------ Text section ------

By ensuring a regular and timely supply of water, irrigation reduces the risk of crop losses from uncertain rainfall and enables production in areas or at times without rainfall. There are strong synergies between irrigation and other principal sources of agricultural growth such as fertilizer, improved plant varieties, better husbandry, upgraded infrastructure and better integration into markets. These encourage farmers to invest in land improvements and in other inputs.

Irrigation is difficult to analyze or to generalize about because irrigation systems are extremely diverse in terms of size, technological sophistication, crops produced, agronomic practices, economic and financial viability, reasons for existence, institutional organization and social context. However, their common denominator is that they all provide water to enable farmers to increase output per hectare.

In 1995/97, the total irrigated area in developing countries amounted to about 197 million ha (three - quarters of the world’s irrigated area). Seventy - four percent of this irrigated land is in Asia, 14 percent in the Near East/Africa, 9 percent in Latin America and 3 percent in sub - Saharan Africa. In view of this and the fact that the annual growth of irrigated area in developed countries fell to 0.2 percent in 1990 - 1997, it is reasonable to conclude that events in developing countries will continue to dominate the world irrigation scene (FAO, 2000a).

Contribution

Irrigation increases cropping intensity and contributes to expansion in cropped areas. It increases yields, stabilizes output, enables crop diversification, reduces risk and increases farm incomes and employment. Through its influence on agricultural incomes, irrigation has a multiplier effect on non - farm incomes. It contributes to food security and poverty alleviation. By improving agricultural productivity, irrigation contributes significantly to overall growth and development (Box 1).

While determining the precise share of production gains attributable to irrigation is almost impossible, without the advances in irrigation technology and extraordinary investment in irrigation expansion by both public and private sectors, the Green Revolution would probably have had a much smaller impact (Barker and Van Hoppen, 1999). With the exception of the most favoured rainfed areas, the Green Revolution occurred only on irrigated land (Seckler, 1999).

------ Stored rows ------

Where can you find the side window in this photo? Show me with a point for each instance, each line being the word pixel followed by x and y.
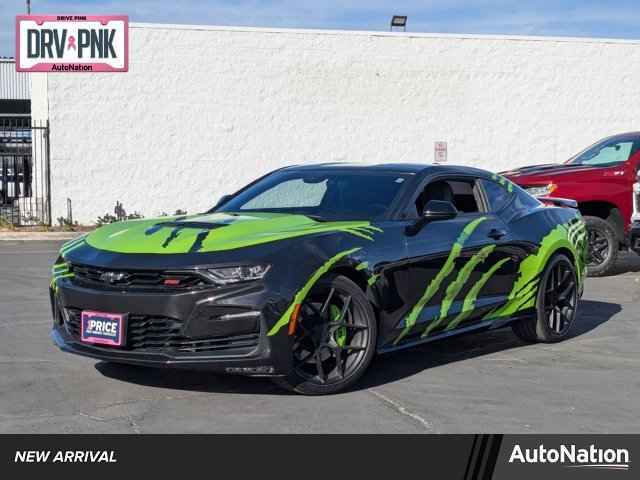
pixel 461 192
pixel 289 194
pixel 609 153
pixel 496 194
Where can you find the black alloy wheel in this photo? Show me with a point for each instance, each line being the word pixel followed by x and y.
pixel 334 340
pixel 560 297
pixel 556 304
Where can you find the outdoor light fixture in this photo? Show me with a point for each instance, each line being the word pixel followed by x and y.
pixel 399 21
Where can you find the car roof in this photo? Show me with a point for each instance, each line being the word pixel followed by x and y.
pixel 408 168
pixel 622 136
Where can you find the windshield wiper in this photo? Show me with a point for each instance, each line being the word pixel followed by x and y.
pixel 317 218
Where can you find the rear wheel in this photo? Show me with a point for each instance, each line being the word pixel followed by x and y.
pixel 556 304
pixel 334 341
pixel 602 246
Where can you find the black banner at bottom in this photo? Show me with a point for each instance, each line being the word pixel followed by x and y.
pixel 466 457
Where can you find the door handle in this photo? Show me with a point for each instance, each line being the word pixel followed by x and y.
pixel 497 233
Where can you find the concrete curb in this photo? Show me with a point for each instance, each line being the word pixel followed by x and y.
pixel 30 236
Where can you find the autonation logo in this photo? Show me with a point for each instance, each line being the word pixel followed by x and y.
pixel 574 457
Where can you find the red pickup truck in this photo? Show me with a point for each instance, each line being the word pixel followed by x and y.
pixel 604 180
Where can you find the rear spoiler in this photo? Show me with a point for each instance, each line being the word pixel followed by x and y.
pixel 559 202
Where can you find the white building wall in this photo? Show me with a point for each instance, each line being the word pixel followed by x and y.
pixel 203 110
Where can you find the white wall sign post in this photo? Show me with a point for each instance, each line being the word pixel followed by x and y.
pixel 72 43
pixel 440 152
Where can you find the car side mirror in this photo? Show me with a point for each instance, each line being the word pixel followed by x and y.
pixel 436 210
pixel 433 211
pixel 223 199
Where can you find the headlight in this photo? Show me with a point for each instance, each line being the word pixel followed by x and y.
pixel 226 275
pixel 542 191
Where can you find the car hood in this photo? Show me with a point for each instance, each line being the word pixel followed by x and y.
pixel 214 232
pixel 545 170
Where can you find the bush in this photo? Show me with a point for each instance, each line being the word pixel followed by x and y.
pixel 120 215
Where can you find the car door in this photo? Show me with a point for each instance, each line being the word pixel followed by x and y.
pixel 460 269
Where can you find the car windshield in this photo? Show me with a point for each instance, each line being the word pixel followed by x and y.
pixel 606 153
pixel 322 195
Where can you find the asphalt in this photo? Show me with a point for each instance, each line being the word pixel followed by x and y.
pixel 488 382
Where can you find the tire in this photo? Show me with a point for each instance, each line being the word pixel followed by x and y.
pixel 602 246
pixel 556 304
pixel 325 327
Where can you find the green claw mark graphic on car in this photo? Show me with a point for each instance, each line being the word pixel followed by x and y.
pixel 362 266
pixel 435 283
pixel 454 287
pixel 304 291
pixel 524 291
pixel 469 303
pixel 58 271
pixel 373 279
pixel 340 335
pixel 215 232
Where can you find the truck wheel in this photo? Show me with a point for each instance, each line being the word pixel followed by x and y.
pixel 602 246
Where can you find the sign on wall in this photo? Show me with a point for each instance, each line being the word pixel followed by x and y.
pixel 72 43
pixel 440 152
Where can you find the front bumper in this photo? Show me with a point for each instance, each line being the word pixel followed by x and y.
pixel 178 330
pixel 634 236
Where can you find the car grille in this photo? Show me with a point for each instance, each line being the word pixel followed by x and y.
pixel 156 333
pixel 162 281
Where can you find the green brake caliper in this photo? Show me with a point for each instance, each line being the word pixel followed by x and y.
pixel 340 335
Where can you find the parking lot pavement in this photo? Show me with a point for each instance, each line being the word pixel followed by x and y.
pixel 488 382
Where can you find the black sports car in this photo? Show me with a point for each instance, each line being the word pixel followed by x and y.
pixel 308 272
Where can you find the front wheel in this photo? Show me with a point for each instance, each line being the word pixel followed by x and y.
pixel 335 338
pixel 556 304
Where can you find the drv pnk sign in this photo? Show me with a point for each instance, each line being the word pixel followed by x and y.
pixel 72 43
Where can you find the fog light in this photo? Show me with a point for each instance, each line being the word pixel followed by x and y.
pixel 262 370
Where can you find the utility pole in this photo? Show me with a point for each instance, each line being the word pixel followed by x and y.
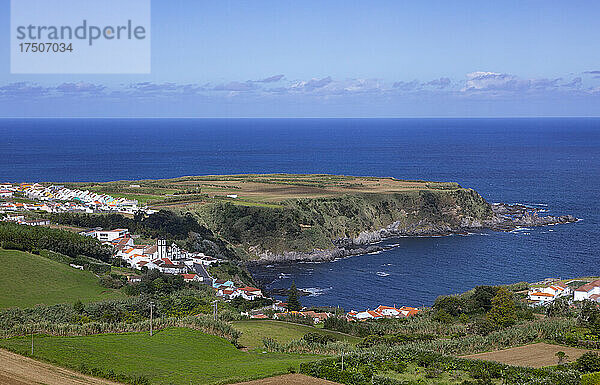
pixel 151 307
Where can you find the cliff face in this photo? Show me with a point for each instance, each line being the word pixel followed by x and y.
pixel 332 227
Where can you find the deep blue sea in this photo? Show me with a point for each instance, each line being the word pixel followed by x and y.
pixel 552 163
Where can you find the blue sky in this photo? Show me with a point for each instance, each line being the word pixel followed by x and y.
pixel 336 59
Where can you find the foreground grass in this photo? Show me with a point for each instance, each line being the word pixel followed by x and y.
pixel 254 331
pixel 27 280
pixel 172 356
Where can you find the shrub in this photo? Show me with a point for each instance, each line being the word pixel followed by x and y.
pixel 588 362
pixel 591 379
pixel 317 338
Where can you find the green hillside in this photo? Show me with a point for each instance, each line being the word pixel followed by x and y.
pixel 253 332
pixel 172 356
pixel 27 280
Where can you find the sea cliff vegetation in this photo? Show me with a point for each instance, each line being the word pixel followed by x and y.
pixel 302 225
pixel 281 217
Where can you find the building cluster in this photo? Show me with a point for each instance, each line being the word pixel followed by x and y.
pixel 228 291
pixel 21 220
pixel 57 199
pixel 168 259
pixel 545 294
pixel 382 312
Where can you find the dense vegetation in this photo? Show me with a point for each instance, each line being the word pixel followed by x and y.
pixel 305 224
pixel 370 367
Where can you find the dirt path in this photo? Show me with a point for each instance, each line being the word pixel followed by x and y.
pixel 290 379
pixel 19 370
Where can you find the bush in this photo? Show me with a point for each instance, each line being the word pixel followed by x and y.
pixel 591 379
pixel 588 362
pixel 317 338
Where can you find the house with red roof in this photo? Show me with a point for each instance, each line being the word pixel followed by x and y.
pixel 249 293
pixel 191 277
pixel 589 291
pixel 546 294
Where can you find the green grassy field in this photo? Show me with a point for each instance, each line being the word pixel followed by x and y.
pixel 172 356
pixel 27 280
pixel 254 331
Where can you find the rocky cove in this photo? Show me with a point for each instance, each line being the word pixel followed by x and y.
pixel 505 217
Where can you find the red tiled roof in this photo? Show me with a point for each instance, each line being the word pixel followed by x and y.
pixel 188 276
pixel 589 286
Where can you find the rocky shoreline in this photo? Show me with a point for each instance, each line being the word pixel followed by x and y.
pixel 506 217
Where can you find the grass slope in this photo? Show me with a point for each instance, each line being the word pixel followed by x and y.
pixel 172 356
pixel 254 331
pixel 27 280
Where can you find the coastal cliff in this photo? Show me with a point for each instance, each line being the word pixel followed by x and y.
pixel 328 228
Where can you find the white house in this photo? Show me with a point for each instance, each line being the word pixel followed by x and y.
pixel 5 193
pixel 249 293
pixel 547 294
pixel 388 311
pixel 589 291
pixel 191 278
pixel 106 235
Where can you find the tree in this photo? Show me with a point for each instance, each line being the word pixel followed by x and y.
pixel 588 362
pixel 451 304
pixel 293 301
pixel 562 357
pixel 482 298
pixel 503 312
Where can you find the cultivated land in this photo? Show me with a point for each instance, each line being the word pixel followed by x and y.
pixel 253 189
pixel 290 379
pixel 28 279
pixel 19 370
pixel 172 356
pixel 254 331
pixel 534 355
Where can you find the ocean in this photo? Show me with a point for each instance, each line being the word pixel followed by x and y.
pixel 553 164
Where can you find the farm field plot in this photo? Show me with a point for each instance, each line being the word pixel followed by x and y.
pixel 19 370
pixel 256 189
pixel 289 379
pixel 534 355
pixel 28 279
pixel 254 331
pixel 177 356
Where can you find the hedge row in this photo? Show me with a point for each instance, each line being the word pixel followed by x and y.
pixel 361 367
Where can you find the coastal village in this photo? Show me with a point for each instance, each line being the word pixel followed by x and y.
pixel 168 258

------

→ Exercise description
Return, word for word, the section of the irrigation text that opens with the words containing "In 1995/97, the" and closes with "scene (FAO, 2000a).".

→ Solution for this task
In 1995/97, the total irrigated area in developing countries amounted to about 197 million ha (three - quarters of the world’s irrigated area). Seventy - four percent of this irrigated land is in Asia, 14 percent in the Near East/Africa, 9 percent in Latin America and 3 percent in sub - Saharan Africa. In view of this and the fact that the annual growth of irrigated area in developed countries fell to 0.2 percent in 1990 - 1997, it is reasonable to conclude that events in developing countries will continue to dominate the world irrigation scene (FAO, 2000a).